SELECTED TEXT »
================
Adams v. Bank of Woodland

Elizabeth Adams, the executrix of the will of deceased, filed her final account, asking for its settlement and allowance. The Bank of Woodland, a creditor of said estate, filed a written contest as to certain items of the account. Findings were filed and a decree entered allowing the account and the contested items. This appeal is from the decree and an order denying a new trial. It is claimed that the court erred in allowing the executrix the item of $4,295 for the use of her steam-engine and harvester for the years 1890 to 1893. The main argument urged in support of this contention is, that the executrix filed and had settled her annual accounts from 1890 to 1897, and during this time rendered four such accounts, and for the reason that in those accounts no charge is made for the use of the steam-engine and harvester, she should now be estopped and precluded by the decrees settling said accounts. The accounts as so settled made no mention of the items in dispute, and the question is as to whether in such case the executrix can charge such item in her final account. We think the settlement of the annual accounts were conclusive only as to such matters as were actually included therein, and directly passed upon by the court.
================
TASK SET »
1. Answer these questions using the Adams v. Bank of Woodland excerpt:
(a) Who filed a written contest to certain items of the final account?
(b) What sum was allowed for the use of the steam-engine and harvester, and for which years?
(c) How many annual accounts did the executrix render between 1890 and 1897?
2. Pick up the Adams v. Bank of Woodland excerpt after its final sentence and write on from there.

DATA LINES »
================
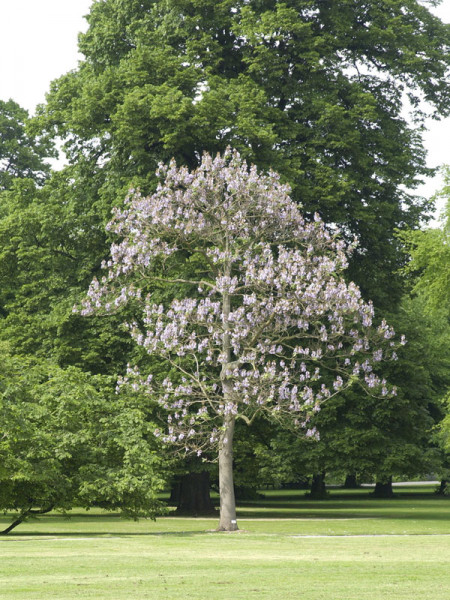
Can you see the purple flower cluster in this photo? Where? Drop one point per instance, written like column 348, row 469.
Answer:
column 270, row 325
================
ANSWER SET »
1.
(a) The Bank of Woodland, a creditor of the estate.
(b) $4,295, for the years 1890 to 1893.
(c) Four.

2.
It is provided in the Code of Civil Procedure, section 1622 et seq., that six month after his appointment, and at any time when required by the court of its own motion, or upon the application of any person interested in the estate, the executor or administrator must render, for the information *Page 417 of the court, an exhibit, under oath, showing the amount of money received and expended by him, the amount of all claims presented against the estate, and the names of the claimants and all other matters necessary to show the condition of its affairs. Any person interested may appear and by objections in writing contest any account or statement therein. Within thirty days after the expiration of the time mentioned in the notice to creditors the executor or administrator must render a "full account and report of his administration.' This account must exhibit all debts which have been presented and allowed during the period embraced in the account. If the account be for a final settlement, the notice of settlement must state such fact. On the day appointed for settlement any person interested in the estate may appear and file his exceptions, in writing, to the account and contest the same. It is then provided by section 1636: "All matters, including allowed claims not passed upon on the settlement of any former account, or on rendering an exhibit, or on making a decree of sale, may be contested by the heirs for cause shown."

This item was a matter not passed upon on the settlement of any former account, and the contestant had its day in court, and was allowed to, and did, contest the charge. It could not have contested the item in any former account because no former account contained it. No matter what was contained in former accounts, the item in dispute here has been only once in any account, and when so in, the contestant filed his objection in writing, produced its witnesses, and was given a hearing.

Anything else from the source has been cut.